# How To: Homemade Sponge Filter



## Gloria (Sep 22, 2011)

So I know someone else put a thread up not long ago about a homemade sponge filter. I am sorry but this is the one I made and I wasnt too srue how to pm pictures so I thought the easiest thing to do would be to make a thread.. 

You will need:
- aquarium safe, pebbles/ gravel
- aquarium safe sponge/
- pvc piping
- water bottle (any size, depending on tank size)
- scissors
- spoon
- air pump
- airline tubing
- air stone

Procedure:
1. Cut the water bottle at the neck (it needs to be cut so that the top part can be put in side the bottle.
2. Cut some pvc piping to the desired length and place inside the cut top part of the water bottle.

- **Information supplied**
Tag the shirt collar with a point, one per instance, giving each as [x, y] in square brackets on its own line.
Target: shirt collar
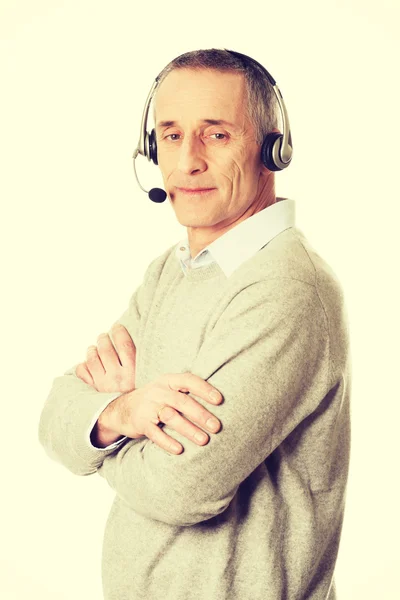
[241, 242]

- **Task requirements**
Could you carry the homemade sponge filter how-to forward, picking up after its second procedure step?

- **In response**
3. Place the pvc/lid of the water bottle into the bottom half of the water bottle, have the pvc pipe so that it is only just missing the bottom of the bottle.
4. Using CLEAN gravel/ pebbles place into the bottom of the bottle, filled to your desirablility.
5. Cut some sponge and place onto of the gravel inside the water bottle.
6. Connect the air stone to one end of the air line tubing and place into the water bottle.
7. With the other end of the air line tubing attach to the air pump.
8. Place the filter into the water. You can now turn it on.
Good Luck!!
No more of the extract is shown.